Исходный документ
>>>
В том же духе выведен и тип военного. Заметим, что именно военная служба воспринималась как наиболее достойная дворянина, теперь же Грибоедов не покажет никакой альтернативы Скалозубу, что в общем было и явной несправедливостью, но именно так, значит, виделся самый распространенный армейский типаж. «Мне только бы досталось в генералы», – а ведь это говорит единственный среди героев комедии участник Отечественной войны. Но даже военный эпизод превращен в нечто недостойное: «Засели мы в траншею: Ему дан с бантом, мне на шею». Явно время героизации 1812 года уже упущено или еще не вернулось.
<<<
Имеющиеся записи
>>>
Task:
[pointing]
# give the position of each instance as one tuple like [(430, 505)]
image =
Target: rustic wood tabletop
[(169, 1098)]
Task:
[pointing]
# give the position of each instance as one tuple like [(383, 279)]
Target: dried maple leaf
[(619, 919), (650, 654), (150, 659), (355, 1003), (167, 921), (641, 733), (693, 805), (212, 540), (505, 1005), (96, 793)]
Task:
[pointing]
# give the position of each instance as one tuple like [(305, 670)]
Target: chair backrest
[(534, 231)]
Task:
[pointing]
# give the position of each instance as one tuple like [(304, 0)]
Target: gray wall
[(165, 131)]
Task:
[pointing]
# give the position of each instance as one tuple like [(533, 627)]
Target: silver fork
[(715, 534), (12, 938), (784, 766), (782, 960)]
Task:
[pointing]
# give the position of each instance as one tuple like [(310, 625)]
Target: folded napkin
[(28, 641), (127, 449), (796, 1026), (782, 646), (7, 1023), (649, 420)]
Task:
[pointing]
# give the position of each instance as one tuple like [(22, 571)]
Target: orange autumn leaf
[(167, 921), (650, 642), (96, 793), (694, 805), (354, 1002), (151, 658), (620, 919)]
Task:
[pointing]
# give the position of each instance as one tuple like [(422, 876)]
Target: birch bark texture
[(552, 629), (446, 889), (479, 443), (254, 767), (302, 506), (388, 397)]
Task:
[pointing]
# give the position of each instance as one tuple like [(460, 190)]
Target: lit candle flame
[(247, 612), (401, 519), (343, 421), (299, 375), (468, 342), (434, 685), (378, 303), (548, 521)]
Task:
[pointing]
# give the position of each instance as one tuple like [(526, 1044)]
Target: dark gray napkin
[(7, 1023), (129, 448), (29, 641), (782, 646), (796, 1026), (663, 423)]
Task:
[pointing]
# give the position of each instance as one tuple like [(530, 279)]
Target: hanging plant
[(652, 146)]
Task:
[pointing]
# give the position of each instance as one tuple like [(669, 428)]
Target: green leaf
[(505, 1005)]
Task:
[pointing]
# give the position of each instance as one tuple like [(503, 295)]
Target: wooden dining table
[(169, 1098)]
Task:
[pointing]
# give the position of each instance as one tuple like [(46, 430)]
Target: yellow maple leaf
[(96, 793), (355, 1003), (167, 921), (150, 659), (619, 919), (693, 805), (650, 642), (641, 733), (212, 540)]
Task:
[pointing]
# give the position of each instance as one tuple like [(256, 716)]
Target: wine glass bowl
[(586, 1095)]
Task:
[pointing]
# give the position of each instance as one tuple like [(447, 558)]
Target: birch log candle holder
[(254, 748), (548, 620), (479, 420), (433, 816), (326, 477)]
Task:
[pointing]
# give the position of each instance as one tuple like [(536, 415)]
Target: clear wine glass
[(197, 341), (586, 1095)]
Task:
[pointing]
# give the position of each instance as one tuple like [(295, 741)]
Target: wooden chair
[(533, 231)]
<<<
Допишите продолжение текста о Скалозубе, начиная сразу после его последнего предложения. Записи — самостоятельный материал и к тексту о Скалозубе не относятся.

Итог задания
Героем времени, конечно, становится гражданский чиновник – Молчалин, жалкий же ездок, числящийся по архивам, делающий карьеру только угодничеством. Хотя по справедливости и надо заметить фамусовскую его характеристику – деловой – и даже неоднозначно отнестись к его службе в архиве – очевидно, в Архиве Министерства иностранных дел, где в двадцатые годы, действительно, сосредоточился цвет дворянской молодежи. Кажется даже парадоксом представить Алексея Степановича Молчалина рядом с Веневитиновым и Одоевским, Шевыревым и хотя бы с Вигелем (замечено В.Набоковым в комментарии «Евгения Онегина»).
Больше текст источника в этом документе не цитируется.